- _EXERCISE OBJECTIVE_
Could you copy, word for word, the records below, starting at the line that contains "Task: set a pin on each instance of the sculpted" and ending at the end of the records?

- _RECORDS FOR THIS TASK_
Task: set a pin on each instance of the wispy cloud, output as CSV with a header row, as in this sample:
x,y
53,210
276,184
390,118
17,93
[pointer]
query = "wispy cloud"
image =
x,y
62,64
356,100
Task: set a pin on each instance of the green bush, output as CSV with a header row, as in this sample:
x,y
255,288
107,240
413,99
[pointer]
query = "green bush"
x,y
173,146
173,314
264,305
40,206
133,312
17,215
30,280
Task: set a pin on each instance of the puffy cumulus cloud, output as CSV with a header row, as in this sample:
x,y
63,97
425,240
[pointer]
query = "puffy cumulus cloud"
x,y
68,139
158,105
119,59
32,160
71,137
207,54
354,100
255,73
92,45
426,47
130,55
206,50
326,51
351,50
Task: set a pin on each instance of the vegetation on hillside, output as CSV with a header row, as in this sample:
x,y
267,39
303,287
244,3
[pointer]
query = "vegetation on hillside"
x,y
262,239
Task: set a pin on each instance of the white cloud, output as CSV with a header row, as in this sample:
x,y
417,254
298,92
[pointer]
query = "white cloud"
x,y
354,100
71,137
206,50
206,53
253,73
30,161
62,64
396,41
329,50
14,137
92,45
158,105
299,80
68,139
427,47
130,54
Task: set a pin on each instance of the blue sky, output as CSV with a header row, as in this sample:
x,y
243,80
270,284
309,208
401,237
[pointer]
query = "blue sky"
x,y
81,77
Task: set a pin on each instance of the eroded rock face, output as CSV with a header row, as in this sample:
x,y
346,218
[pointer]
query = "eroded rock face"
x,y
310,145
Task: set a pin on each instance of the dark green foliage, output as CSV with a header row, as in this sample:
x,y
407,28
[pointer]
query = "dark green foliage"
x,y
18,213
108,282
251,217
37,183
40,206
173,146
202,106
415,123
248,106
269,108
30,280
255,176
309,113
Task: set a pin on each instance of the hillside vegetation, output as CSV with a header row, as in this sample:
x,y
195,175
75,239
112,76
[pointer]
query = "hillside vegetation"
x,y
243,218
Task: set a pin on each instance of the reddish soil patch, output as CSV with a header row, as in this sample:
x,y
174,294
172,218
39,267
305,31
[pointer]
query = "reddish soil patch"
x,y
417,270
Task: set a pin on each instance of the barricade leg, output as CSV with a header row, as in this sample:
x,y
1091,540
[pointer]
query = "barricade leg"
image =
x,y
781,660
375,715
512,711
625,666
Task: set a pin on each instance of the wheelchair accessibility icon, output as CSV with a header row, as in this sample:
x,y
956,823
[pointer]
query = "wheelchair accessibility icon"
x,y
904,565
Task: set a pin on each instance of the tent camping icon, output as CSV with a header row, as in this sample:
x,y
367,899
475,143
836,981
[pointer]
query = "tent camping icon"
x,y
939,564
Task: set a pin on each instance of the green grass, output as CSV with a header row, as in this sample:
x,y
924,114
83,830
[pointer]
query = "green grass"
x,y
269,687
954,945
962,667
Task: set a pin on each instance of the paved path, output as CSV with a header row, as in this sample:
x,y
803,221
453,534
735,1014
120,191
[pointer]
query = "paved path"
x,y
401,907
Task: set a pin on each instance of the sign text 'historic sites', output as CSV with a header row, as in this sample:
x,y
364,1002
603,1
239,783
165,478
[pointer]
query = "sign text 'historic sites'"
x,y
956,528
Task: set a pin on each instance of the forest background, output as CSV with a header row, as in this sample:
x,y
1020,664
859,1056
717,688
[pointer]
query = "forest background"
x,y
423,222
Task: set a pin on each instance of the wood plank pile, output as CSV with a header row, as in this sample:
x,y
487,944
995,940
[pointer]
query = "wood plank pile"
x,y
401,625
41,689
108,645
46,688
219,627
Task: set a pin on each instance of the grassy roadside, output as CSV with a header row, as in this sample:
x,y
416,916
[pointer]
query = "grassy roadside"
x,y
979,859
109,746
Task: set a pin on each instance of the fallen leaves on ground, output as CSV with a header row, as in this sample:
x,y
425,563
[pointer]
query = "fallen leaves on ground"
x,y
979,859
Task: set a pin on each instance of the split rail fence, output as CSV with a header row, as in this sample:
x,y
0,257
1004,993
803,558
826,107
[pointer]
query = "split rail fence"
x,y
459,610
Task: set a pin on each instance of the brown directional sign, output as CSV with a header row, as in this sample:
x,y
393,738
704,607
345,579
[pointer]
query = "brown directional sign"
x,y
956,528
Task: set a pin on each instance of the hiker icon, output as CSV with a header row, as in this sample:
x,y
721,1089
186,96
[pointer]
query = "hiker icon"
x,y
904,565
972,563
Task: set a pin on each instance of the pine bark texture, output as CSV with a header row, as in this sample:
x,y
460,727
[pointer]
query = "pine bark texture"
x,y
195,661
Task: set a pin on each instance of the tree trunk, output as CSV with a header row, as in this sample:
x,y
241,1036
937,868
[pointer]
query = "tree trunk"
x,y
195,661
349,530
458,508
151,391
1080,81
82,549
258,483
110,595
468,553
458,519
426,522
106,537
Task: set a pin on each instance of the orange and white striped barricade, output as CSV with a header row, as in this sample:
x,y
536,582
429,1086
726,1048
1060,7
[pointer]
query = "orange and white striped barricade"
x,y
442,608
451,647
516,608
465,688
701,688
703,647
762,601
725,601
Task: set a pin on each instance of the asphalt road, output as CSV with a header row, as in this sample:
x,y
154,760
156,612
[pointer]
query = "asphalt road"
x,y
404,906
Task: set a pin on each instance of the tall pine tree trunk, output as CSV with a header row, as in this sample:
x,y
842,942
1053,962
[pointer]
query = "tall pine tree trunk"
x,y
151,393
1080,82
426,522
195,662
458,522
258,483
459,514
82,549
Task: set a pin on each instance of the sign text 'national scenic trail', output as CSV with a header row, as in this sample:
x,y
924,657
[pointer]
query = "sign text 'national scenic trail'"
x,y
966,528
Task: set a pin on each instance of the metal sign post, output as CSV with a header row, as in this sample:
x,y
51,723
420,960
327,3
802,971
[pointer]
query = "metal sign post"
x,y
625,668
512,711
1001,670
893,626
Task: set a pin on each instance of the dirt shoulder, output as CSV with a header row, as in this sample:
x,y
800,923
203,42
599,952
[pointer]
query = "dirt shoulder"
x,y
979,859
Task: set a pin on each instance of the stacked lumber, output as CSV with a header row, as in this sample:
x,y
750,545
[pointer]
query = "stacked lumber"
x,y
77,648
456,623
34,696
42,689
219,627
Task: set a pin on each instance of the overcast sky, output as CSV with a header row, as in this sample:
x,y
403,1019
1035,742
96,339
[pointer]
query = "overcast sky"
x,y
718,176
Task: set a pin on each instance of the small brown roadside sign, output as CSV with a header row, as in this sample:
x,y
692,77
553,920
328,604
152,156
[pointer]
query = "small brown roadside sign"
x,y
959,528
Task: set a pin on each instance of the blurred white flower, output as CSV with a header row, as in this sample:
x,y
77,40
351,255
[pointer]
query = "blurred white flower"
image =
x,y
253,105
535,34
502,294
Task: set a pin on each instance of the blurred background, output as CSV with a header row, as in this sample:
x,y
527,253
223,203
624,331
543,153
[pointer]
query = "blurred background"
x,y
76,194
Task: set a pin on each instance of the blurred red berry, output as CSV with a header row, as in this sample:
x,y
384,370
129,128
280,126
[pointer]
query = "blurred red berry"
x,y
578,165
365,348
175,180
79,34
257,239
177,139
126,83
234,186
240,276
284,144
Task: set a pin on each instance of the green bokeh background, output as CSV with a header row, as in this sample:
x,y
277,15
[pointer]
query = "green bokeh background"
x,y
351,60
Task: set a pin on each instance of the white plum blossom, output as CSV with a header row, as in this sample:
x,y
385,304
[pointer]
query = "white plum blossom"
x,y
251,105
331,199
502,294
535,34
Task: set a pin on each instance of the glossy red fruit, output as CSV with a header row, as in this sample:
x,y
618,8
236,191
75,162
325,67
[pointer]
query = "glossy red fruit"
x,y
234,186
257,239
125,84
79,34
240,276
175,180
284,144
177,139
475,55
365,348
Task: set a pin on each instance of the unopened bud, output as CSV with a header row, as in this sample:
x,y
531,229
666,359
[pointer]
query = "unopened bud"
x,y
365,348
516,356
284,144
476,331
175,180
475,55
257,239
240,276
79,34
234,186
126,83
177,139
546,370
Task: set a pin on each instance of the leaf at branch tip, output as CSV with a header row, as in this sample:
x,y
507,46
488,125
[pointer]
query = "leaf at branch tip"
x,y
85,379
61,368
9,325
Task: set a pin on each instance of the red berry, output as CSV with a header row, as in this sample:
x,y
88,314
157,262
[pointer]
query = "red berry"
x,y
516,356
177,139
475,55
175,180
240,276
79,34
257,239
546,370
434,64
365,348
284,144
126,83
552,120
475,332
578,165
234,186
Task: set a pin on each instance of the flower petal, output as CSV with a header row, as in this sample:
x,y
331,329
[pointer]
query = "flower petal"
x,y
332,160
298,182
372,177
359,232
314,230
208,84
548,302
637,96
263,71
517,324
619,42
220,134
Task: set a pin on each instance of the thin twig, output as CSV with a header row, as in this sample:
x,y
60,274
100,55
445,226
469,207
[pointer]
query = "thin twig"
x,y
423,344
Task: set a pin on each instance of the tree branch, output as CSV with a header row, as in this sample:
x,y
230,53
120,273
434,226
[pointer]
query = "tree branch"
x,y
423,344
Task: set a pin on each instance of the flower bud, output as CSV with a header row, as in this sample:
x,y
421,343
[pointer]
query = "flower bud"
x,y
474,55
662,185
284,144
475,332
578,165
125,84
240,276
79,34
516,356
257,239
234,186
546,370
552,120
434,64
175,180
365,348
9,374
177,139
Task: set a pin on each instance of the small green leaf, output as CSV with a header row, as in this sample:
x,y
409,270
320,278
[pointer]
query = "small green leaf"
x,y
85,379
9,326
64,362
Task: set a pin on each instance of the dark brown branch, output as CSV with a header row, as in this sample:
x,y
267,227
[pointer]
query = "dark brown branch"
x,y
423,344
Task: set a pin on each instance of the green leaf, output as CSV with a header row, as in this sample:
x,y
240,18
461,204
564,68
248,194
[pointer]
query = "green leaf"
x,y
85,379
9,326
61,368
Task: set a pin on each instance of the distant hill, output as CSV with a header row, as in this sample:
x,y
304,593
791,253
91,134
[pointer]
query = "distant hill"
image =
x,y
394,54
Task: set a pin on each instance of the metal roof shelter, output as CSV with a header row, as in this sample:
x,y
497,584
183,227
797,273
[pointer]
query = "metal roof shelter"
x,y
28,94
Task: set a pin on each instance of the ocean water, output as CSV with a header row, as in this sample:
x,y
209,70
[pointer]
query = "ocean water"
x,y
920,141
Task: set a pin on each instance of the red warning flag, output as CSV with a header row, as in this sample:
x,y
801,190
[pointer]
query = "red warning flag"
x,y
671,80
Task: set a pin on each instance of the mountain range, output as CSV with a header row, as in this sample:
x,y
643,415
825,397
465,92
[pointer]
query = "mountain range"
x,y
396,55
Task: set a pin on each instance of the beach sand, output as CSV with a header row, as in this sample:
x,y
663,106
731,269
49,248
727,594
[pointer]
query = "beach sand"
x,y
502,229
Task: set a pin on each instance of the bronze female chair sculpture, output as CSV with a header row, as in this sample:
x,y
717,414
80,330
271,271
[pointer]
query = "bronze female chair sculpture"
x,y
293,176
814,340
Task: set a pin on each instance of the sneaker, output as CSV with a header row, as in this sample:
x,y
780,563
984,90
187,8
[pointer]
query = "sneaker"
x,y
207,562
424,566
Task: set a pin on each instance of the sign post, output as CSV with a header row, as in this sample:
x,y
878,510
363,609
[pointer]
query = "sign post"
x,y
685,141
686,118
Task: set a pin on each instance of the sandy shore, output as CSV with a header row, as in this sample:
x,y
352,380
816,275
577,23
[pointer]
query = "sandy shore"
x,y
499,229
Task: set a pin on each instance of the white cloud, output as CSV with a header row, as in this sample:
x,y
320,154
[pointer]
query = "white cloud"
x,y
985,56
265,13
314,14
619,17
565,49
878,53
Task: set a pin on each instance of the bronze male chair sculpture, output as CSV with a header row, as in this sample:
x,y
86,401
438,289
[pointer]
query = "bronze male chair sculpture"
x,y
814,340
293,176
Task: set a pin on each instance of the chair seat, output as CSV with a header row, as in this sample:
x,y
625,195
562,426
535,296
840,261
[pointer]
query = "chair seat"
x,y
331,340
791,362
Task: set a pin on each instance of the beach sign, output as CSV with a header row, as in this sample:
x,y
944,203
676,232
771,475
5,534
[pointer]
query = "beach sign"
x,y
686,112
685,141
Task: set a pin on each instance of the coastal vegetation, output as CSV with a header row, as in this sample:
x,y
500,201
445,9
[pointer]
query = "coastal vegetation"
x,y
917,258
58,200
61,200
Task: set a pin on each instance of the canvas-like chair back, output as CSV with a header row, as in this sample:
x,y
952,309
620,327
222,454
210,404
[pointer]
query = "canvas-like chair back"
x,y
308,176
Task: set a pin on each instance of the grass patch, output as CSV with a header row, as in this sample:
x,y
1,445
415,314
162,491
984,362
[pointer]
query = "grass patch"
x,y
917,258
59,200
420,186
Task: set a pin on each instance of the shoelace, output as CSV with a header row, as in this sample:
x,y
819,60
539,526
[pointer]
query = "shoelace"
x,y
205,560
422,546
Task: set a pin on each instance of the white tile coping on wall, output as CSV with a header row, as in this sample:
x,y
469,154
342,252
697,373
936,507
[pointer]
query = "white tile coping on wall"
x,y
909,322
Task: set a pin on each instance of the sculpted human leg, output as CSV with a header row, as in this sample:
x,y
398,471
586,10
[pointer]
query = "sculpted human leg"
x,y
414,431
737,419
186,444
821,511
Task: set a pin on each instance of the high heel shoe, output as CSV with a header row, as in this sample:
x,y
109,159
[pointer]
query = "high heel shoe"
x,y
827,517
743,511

- _RESPONSE TO THE TASK_
Task: set a pin on each instance of the sculpted human leg, output as CSV with a header row, as in this sample:
x,y
398,471
586,10
[pointer]
query = "sculpted human leg"
x,y
414,431
737,419
186,444
821,511
Task: set a pin on each instance of the high heel shoe, output as CSV with a header row, as in this sample:
x,y
109,159
[pointer]
query = "high heel shoe"
x,y
827,517
743,511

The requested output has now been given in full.